** Start Text passage **

The game is called Bretón, a deck of illustrated cards by Argentine artist Pablo Bernasconi. Each card features a character, an object, or a scene, and offers different ways to spark writing through visual prompts. We chose the automatic writing mode: one and a half minutes of uninterrupted writing for every card we pulled from the deck.
Automatic writing is a wonderful exercise to drain the mind of judgments and ideas of what’s right or wrong—and to simply play, following the thread of whatever thoughts arise without questioning them. It’s a surrender, really—a walk through the mind’s labyrinth to let the unconscious bloom.

Today I want to share the two texts that came out of that game, as a kind of invitation to wander through the lush diversity available to us whenever an image—like so many other events—opens the doors to our subconscious. The curious detail? Both my friend Luti and I share the same name. So here you go: two mirrored labyrinths called Lucía.

< Sitting in my emotional world, I pause—and if I stop breathing for a moment, I can see the shapeless species that inhabit me come to the surface. My body is still, but my mind has been colonized.
They pulse, expand, stretch, frighten, calm down—we share.
The sphere that holds us below sways, depending on where my mind and the species move, where they tilt.
The entire Earth is contained in this seemingly quiet sphere. Oceans at peace while my mental lagoon storms.

Still, I paused, and I looked down and inward into the globe.
A cluster of little houses, a hidden neighborhood peeked out beneath my feet.
Of course—from up here, my mental and abstract world, life looks like a magical story populated by subtle, miniature beings.
To snap out of this introspection, we’re going camping in the mountains with the girls. Following dreams. To live the stories we love with our bodies and our souls. To look up at starry skies between mountain peaks, and visit little princes, elephants, hats, and all the magic in between. To climb up and down—body, dream, spirit, and mind—as many times as steps to count on the way to a summit in the Pyrenees.

** End Text passage **

__Written problem 1__.
Rewrite the rows from the line with "For full credit, report the bounding box of the thin white" through the last line of the rows, changing "bounding box" to "enclosing rectangle" and leaving everything else unchanged.

** Start Records for processing **

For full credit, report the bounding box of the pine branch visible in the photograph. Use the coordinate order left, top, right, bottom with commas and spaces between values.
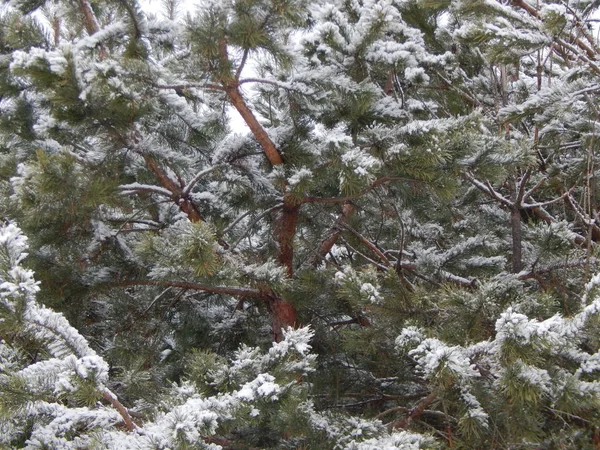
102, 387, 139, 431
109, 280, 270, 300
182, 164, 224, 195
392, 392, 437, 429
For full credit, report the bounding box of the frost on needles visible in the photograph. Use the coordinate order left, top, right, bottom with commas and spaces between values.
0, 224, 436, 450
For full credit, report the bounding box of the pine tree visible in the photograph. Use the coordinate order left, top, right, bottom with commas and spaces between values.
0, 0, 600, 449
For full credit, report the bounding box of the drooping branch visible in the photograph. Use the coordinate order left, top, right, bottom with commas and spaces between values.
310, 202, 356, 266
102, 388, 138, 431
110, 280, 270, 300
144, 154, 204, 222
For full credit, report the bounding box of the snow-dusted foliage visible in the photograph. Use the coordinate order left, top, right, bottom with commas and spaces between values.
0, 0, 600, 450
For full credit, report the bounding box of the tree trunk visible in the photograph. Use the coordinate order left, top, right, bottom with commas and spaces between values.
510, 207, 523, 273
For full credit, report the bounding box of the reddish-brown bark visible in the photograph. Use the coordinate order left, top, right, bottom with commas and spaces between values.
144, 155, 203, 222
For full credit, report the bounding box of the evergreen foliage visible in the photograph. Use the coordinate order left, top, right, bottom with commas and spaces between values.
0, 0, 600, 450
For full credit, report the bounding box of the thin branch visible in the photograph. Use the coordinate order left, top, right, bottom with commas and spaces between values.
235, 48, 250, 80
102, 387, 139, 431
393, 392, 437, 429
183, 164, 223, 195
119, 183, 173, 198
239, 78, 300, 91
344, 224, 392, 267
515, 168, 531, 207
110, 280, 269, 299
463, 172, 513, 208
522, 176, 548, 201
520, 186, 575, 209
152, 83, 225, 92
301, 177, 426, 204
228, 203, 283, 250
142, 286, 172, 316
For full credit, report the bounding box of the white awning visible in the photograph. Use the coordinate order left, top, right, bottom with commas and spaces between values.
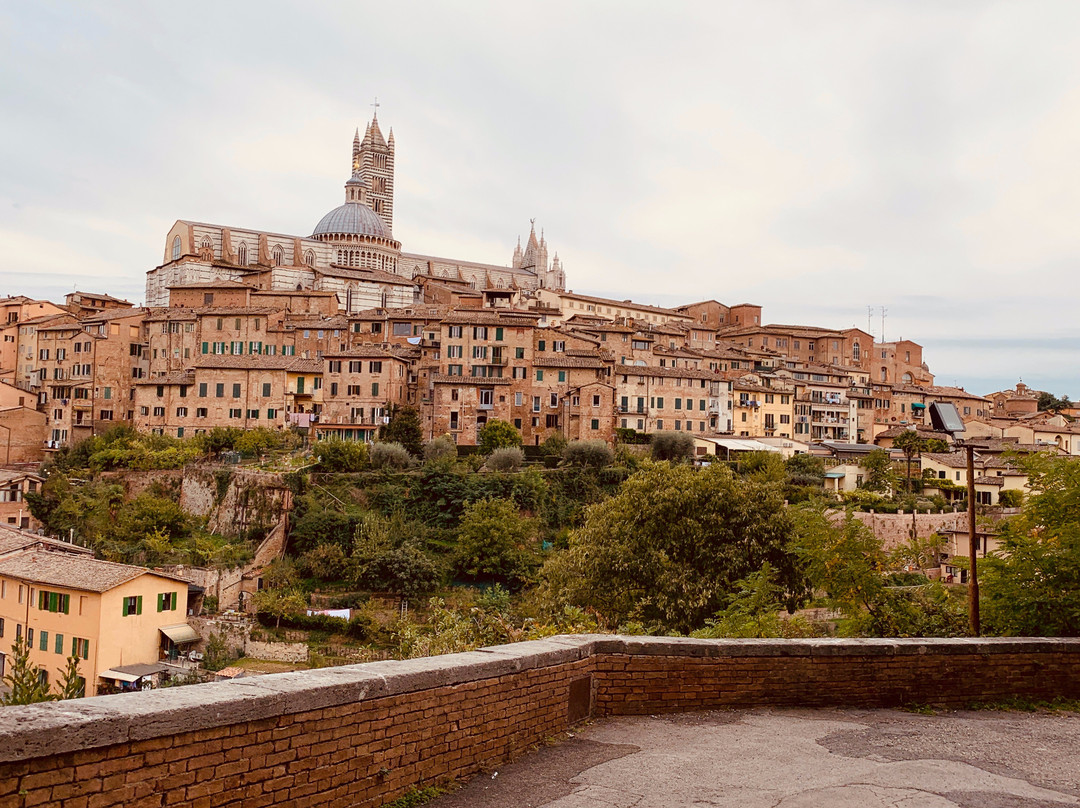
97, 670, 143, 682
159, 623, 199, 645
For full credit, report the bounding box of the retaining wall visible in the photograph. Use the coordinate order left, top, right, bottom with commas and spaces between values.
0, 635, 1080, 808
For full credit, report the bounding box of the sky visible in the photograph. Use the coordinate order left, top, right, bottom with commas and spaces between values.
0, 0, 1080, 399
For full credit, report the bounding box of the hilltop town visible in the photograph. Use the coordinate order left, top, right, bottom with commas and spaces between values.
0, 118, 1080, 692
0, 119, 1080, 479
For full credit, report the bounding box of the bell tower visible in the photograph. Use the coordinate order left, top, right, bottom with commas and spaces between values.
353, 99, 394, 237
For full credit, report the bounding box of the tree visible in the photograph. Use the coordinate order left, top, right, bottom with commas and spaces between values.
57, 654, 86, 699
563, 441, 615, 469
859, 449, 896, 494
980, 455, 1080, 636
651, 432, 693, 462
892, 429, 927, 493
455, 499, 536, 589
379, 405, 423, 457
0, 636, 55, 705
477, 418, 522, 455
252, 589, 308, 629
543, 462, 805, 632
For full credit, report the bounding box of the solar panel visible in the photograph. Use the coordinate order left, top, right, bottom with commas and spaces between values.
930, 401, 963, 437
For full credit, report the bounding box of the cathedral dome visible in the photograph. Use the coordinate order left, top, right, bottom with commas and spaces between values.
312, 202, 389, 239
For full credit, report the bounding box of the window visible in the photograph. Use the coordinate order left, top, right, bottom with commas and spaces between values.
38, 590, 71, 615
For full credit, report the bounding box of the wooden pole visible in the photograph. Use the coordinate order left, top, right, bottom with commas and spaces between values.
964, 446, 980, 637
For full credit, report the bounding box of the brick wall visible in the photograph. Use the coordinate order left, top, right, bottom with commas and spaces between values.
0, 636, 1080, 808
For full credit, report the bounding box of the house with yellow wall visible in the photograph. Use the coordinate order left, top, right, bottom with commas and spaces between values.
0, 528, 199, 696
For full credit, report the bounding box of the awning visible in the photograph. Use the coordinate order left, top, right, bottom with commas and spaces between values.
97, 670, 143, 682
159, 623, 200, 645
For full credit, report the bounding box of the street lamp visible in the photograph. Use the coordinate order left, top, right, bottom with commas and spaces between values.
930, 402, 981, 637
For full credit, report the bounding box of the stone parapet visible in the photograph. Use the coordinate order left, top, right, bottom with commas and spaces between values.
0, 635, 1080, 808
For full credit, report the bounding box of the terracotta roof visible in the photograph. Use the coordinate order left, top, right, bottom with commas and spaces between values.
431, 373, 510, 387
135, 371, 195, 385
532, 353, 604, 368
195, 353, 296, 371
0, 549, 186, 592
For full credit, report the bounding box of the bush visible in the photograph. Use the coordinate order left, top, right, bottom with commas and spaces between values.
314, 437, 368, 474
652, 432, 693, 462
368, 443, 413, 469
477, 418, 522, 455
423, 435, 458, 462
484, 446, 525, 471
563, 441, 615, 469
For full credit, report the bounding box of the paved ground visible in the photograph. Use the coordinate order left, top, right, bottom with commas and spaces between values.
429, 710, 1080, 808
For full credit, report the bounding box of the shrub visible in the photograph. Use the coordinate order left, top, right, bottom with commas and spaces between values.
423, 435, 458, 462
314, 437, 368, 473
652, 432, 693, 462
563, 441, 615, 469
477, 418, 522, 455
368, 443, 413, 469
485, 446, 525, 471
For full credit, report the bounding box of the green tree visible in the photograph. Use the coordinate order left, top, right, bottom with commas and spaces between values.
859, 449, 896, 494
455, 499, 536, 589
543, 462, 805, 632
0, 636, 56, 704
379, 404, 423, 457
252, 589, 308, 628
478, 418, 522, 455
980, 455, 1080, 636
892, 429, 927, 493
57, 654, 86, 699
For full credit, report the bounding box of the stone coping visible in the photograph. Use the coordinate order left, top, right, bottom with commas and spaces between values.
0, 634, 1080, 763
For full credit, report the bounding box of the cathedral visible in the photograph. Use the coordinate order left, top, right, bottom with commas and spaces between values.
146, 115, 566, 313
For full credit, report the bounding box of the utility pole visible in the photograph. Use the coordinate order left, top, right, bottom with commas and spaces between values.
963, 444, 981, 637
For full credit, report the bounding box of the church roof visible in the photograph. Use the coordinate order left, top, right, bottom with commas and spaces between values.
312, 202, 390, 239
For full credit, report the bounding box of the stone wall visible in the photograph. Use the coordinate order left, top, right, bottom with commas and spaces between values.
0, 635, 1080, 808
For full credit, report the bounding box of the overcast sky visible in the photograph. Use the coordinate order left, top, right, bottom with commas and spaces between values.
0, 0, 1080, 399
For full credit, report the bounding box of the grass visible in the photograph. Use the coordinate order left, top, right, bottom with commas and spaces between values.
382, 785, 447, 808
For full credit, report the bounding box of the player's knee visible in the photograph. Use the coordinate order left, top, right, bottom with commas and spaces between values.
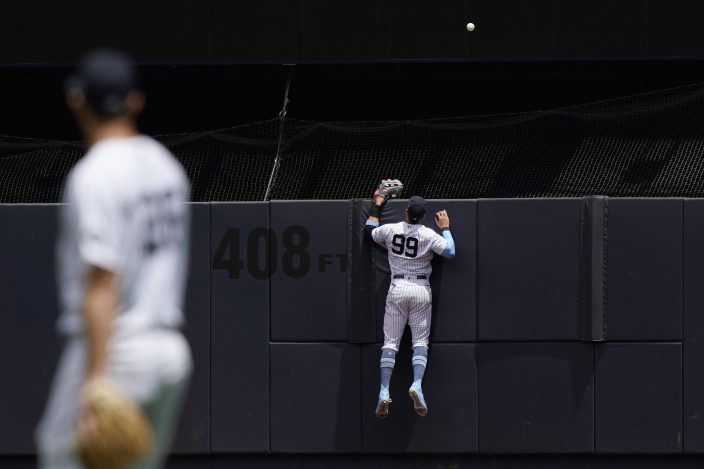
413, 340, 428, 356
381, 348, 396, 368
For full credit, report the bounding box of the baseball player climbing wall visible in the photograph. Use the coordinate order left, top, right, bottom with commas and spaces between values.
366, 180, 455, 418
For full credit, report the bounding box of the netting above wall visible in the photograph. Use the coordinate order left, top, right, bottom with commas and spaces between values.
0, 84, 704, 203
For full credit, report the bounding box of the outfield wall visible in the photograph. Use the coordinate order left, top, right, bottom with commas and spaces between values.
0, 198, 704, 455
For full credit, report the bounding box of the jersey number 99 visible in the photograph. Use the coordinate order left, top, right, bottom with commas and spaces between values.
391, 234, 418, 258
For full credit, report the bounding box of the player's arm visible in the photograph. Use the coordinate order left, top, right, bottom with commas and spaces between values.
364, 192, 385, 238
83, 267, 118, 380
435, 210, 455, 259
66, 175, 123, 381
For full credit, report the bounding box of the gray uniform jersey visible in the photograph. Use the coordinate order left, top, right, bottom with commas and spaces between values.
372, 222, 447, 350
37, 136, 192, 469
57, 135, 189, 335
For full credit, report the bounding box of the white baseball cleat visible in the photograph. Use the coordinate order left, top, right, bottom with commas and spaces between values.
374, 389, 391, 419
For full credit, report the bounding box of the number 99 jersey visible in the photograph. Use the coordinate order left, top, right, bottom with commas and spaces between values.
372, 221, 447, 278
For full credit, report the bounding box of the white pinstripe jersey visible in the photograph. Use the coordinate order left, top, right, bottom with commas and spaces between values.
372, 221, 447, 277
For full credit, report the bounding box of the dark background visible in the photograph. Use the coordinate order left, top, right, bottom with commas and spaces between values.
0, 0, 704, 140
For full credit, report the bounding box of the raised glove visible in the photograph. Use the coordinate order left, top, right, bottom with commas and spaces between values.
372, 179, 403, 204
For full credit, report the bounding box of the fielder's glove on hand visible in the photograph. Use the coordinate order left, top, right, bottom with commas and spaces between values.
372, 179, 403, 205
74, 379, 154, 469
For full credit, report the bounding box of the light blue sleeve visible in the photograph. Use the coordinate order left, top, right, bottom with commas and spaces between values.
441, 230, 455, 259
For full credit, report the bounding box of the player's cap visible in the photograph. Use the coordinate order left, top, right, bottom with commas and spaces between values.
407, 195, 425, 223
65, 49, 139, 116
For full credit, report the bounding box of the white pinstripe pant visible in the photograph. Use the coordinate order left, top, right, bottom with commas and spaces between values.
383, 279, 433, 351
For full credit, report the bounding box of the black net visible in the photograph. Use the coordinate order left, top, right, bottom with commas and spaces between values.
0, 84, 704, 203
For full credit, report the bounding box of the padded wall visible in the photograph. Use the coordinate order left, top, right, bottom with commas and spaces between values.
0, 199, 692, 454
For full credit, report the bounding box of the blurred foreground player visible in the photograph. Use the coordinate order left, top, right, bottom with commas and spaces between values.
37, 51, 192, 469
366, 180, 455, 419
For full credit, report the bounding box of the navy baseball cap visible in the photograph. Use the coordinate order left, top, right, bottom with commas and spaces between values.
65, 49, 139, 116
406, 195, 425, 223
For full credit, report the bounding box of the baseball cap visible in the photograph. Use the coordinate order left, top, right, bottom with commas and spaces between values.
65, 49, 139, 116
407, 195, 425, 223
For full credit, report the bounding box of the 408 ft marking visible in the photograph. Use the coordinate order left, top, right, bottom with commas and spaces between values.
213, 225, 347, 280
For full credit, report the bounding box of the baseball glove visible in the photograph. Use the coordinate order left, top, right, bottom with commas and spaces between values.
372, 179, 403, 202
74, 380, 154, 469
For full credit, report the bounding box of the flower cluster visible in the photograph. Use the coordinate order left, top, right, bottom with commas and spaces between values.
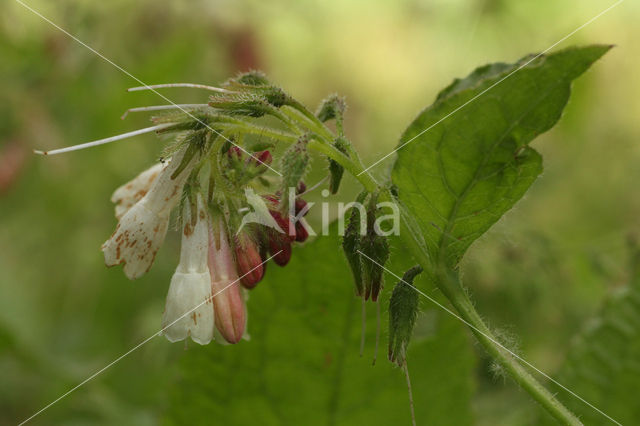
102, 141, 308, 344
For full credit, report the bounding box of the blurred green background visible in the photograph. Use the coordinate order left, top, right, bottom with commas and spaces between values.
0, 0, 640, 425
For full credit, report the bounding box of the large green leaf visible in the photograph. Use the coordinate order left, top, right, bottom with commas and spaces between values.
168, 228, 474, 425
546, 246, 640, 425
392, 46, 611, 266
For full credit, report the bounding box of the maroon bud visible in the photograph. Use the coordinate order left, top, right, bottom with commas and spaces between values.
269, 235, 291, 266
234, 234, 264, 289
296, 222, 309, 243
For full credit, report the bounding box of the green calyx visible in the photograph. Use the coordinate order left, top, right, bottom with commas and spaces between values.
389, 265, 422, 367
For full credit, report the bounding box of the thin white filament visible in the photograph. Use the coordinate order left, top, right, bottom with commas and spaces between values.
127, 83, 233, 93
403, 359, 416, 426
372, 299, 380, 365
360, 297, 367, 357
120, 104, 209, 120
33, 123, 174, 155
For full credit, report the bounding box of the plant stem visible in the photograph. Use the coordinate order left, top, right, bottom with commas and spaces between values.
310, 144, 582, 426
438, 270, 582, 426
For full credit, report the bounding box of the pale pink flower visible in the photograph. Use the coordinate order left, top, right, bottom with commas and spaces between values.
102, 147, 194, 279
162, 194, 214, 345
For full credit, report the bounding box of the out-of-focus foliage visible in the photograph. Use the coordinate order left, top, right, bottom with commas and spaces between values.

** End Records for processing **

__Written problem 2__.
Write out, word for word, the part of the passage about the Bretón card game from "The sphere that" to "subtle, miniature beings.".

__Written response 1__.
For full credit, report the enclosing rectangle of the thin white filament visible in the photograph. Use the coordinate order left, top, right, bottom with commas and spaces between values.
127, 83, 233, 93
403, 359, 416, 426
372, 299, 380, 365
360, 297, 367, 357
120, 104, 209, 120
33, 123, 174, 155
For full credit, report the enclosing rectangle of the plant stem visible in the photograph. Use the coordinate order left, top, right, bottom with commas and spaces between values.
310, 144, 582, 426
438, 270, 582, 426
For full credit, report the enclosing rectangle of the pale pink flower visible in the photograph. Use the coordinate order left, top, right, bottom with commas and spaces between values.
102, 147, 194, 279
162, 194, 214, 345
For full credit, report the enclosing rectangle of the out-of-focus foliage visible in the photograph. Use the coordinate order left, top, right, bottom with commas and spaces between values.

__Written response 2__.
The sphere that holds us below sways, depending on where my mind and the species move, where they tilt.
The entire Earth is contained in this seemingly quiet sphere. Oceans at peace while my mental lagoon storms.

Still, I paused, and I looked down and inward into the globe.
A cluster of little houses, a hidden neighborhood peeked out beneath my feet.
Of course—from up here, my mental and abstract world, life looks like a magical story populated by subtle, miniature beings.